— Çalışma Yönergeleri —
1. Okuma parçasında "Kültüre yakınlığı olan" sözcükleriyle başlayıp "yöneticilik yapmaya çalışıyorlardı." sözcüklerine kadar süren bölümü hiçbir değişiklik yapmadan kopyalayınız.
2. Okuma parçasındaki "Anadolu’daki müzeler, yer yokluğundan Osmanlıdan arta kalan medreselerde, imaretlerde kurulmuştu." cümlesini İngilizceye çeviriniz.

— Okuma Parçası —
-----
Kültüre yakınlığı olan birkaç arkadaşla sohbet ederken konu dönüp dolaşıp müzelerimizin bugünkü durumuna ve sorunlarına geldi. Kültür ve Turizm Bakanlığı yönetimindeki müzelerin sözcüğün tam anlamıyla bir çöküş sürecine girdiği ve bunun önüne geçmek için de hiçbir çaba gösterilmediğinden görevlerinden yakın tarihlerde ayrılmış olan müzecilerimiz yakınıyorlardı. Yerden göğe kadar haklı oldukları son derece açıktı. Zaman zaman telefonla iletişim kurduğum Anadolu müzelerinde durum daha da korkunçtu. Personel yokluğundan bazı müze müdürleri hem bilet kesiyor, hem de yöneticilik yapmaya çalışıyorlardı.
Sadberk Hanım, Rahmi Koç Sanayi Müzesi, Akdeniz Medeniyetleri Enstitüsünün Müzesi gibi özel müzelere ve Askeri Müze’ye baktığımızda onların çağdaş müzecilikte büyük aşamalar yaptığını, buna karşılık Kültür ve Turizm Bakanlığı müzelerinin her geçen gün eridiği ve çöktüğü açıkça görülüyordu. Oysa Türkiye’de müzecilik öyle kolayca kurulmamıştı. Atatürk’ün Cumhuriyetin ilk yıllarında üzerinde önemle durduğu müzecilik, sonraki yıllarda parasız pulsuz, ancak idealist kadrolarla büyük gelişim göstermişti Yeni kurulacak müzelerden çoğunun yeri yurdu bile belli değildi. Anadolu’daki müzeler, yer yokluğundan Osmanlıdan arta kalan medreselerde, imaretlerde kurulmuştu. Müzeciler Anadolu’yu taramış, eserler toplamış, kısıtlı imkânlarla kazılar yapmış ve müzelerini zenginleştirmeye çalışmışlardı. Hamit Zübeyr Koşay, Aziz Oğan, Tahsin Öz, Mehmet Önder, Can Kerametli, Necati Dolunay, Kemal Çığ, Hayrullah Örs, Haluk Şehsuvaroğlu ve daha birçok müzeci Türk müzelerine çok şey kazandırmıştı. O günlerde Eski Eserler ve Müzeler Genel Müdürlüğü yapan Mehmet Önder, Hikmet Gürçay ve Nurettin Yardımcı gibi yöneticiler müzelere altın çağını yaşatmıştı. Bu müzecilerden sonra, önce bir duraklama devri ardından da çöküş başlamıştı. Bu çöküş günümüzde müzelerin yok oluşuna dayanmıştır. Müzelere siyaset girmiş, yerel yönetimler çoğu kez müzelerini işlerine karışmış, sit alanları içerisinden çıkılamayacak başlı başına bir konu olmuş, bu arada yönetimlerin haksız isteklerine boyun eğmeyen müzeciler yerlerinden edilmiş, başka bir deyişle tedirgin edilmişlerdi. Müzelerin altın çağını yaşadığı dönemlerde müzeler Milli Eğitim Bakanlığı’na bağlı bir müsteşarlıkla yönetiliyordu. Kültür Bakanlığı daha henüz kurulmamıştı. Milli Eğitim Bakanları siyasetten çok eğitim ile uğraştıklarından müzelerle ilgili işleri kültür müsteşarına bırakmışlardı. Müsteşarlar ise müzeleri çok iyi tanıyan, çoğu da müzecilikten gelmiş kişiler idi. Böyle olunca da tüm müzeler maddi imkânsızlıklara rağmen kendi yağları ile kavrulmuş, müzecilik çalışmalarında çok daha başarılı olmuşlardır.
-----
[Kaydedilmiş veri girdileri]
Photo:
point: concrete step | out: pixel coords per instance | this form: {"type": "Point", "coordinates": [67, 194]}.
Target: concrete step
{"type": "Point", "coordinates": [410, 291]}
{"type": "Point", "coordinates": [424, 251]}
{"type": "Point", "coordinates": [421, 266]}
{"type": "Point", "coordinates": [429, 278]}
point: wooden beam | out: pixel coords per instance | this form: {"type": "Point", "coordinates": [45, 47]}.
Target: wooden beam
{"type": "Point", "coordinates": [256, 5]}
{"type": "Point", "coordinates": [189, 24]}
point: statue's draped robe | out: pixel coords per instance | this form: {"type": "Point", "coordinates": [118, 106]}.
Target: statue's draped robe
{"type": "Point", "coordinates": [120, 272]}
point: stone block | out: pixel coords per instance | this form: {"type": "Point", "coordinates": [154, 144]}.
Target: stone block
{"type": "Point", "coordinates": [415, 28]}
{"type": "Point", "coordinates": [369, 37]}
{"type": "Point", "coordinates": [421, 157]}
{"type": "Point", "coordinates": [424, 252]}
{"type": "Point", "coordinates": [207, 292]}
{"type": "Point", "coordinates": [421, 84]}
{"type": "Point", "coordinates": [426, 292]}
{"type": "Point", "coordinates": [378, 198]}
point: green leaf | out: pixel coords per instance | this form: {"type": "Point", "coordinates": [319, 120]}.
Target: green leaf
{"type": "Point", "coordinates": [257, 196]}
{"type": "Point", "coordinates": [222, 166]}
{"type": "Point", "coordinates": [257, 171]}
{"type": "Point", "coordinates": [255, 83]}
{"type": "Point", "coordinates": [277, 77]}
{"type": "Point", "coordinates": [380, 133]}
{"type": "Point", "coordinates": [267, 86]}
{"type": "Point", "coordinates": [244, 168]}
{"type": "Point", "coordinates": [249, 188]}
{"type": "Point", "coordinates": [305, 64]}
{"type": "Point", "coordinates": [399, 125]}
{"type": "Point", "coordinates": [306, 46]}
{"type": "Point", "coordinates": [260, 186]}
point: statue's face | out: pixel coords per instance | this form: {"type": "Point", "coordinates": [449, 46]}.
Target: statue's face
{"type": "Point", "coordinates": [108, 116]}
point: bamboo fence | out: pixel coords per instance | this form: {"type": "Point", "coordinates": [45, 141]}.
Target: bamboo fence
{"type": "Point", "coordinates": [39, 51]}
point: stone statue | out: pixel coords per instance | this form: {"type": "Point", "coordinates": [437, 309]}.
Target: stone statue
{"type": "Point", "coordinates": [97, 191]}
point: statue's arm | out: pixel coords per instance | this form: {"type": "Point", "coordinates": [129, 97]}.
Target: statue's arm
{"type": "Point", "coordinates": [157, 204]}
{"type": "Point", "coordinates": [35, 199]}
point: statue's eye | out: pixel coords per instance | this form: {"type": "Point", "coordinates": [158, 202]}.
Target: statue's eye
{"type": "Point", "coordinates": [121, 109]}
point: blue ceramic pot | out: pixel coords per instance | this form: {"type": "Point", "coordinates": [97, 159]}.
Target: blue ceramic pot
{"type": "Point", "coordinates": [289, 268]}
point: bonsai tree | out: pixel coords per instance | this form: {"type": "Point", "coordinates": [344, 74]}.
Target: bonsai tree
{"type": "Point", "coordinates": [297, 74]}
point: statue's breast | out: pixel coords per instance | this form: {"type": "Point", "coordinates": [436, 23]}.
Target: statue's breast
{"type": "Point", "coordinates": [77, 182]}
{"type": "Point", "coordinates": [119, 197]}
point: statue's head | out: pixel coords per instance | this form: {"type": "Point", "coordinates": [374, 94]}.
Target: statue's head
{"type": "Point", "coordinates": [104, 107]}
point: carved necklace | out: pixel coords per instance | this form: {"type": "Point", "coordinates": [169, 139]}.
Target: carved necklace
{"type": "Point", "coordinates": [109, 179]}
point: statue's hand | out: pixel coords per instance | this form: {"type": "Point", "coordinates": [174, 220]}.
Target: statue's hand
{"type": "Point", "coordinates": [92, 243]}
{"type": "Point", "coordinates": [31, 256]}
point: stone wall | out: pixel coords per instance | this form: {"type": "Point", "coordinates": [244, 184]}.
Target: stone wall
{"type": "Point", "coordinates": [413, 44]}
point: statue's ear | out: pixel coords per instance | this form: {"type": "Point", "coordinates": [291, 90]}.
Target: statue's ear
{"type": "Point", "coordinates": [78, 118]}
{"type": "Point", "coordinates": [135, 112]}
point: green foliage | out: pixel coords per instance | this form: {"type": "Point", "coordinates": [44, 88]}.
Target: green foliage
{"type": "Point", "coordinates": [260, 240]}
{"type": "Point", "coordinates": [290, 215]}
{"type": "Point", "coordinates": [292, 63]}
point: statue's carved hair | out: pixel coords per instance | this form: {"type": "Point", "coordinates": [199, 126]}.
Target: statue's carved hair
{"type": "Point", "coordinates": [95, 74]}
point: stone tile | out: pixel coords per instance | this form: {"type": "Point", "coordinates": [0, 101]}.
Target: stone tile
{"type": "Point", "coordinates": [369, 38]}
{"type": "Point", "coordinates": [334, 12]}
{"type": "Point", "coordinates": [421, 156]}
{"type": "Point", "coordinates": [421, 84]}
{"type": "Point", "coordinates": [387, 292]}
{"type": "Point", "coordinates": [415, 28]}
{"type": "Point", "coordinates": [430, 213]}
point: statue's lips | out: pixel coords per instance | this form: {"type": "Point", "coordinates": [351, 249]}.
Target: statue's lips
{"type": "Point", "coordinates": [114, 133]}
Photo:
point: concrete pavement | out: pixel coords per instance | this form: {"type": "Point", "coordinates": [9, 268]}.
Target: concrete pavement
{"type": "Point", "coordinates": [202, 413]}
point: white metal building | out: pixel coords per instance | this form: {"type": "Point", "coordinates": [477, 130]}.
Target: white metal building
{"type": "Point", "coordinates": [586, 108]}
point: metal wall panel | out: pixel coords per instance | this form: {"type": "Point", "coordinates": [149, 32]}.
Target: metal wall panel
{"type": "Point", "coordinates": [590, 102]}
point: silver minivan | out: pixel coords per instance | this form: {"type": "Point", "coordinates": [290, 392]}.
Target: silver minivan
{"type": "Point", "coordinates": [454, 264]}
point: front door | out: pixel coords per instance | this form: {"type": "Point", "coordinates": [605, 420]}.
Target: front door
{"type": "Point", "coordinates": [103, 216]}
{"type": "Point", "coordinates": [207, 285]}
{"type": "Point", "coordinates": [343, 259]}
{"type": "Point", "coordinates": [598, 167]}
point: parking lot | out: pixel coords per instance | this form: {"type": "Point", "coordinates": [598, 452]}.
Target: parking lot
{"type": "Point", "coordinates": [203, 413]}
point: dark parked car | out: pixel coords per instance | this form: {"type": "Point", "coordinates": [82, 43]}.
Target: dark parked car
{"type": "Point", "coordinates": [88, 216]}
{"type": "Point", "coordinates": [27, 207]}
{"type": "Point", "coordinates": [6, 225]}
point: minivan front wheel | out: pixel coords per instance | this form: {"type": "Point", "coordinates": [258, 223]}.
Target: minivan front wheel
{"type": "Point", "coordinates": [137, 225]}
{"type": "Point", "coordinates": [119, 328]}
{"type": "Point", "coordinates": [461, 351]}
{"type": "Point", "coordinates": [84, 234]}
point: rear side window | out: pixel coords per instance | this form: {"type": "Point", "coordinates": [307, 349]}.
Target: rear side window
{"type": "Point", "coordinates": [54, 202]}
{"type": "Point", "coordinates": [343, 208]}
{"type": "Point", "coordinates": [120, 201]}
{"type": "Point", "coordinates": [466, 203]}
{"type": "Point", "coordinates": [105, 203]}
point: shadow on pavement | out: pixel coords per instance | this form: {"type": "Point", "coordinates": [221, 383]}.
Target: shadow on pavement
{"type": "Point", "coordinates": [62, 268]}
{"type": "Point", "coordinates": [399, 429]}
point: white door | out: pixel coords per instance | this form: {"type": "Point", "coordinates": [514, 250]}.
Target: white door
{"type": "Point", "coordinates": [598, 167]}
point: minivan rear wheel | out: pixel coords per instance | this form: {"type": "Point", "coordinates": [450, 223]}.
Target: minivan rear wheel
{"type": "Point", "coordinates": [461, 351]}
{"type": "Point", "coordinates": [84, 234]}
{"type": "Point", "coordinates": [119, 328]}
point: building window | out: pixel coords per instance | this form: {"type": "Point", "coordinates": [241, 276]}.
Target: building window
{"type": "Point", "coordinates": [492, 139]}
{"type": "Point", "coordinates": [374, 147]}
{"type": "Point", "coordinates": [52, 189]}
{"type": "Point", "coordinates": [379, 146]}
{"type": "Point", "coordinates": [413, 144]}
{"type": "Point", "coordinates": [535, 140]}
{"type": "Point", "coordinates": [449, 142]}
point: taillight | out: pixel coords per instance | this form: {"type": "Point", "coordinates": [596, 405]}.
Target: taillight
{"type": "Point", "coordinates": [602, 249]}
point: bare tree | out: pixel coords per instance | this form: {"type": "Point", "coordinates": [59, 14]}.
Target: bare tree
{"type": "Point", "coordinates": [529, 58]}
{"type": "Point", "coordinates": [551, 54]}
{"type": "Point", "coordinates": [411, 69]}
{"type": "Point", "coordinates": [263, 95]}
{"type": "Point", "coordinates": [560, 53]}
-----
— Görevlere Göre Yanıtlar —
1.
Kültüre yakınlığı olan birkaç arkadaşla sohbet ederken konu dönüp dolaşıp müzelerimizin bugünkü durumuna ve sorunlarına geldi. Kültür ve Turizm Bakanlığı yönetimindeki müzelerin sözcüğün tam anlamıyla bir çöküş sürecine girdiği ve bunun önüne geçmek için de hiçbir çaba gösterilmediğinden görevlerinden yakın tarihlerde ayrılmış olan müzecilerimiz yakınıyorlardı. Yerden göğe kadar haklı oldukları son derece açıktı. Zaman zaman telefonla iletişim kurduğum Anadolu müzelerinde durum daha da korkunçtu. Personel yokluğundan bazı müze müdürleri hem bilet kesiyor, hem de yöneticilik yapmaya çalışıyorlardı.

2. Because of a lack of space, the museums in Anatolia had been established in madrasas and imarets left over from the Ottomans.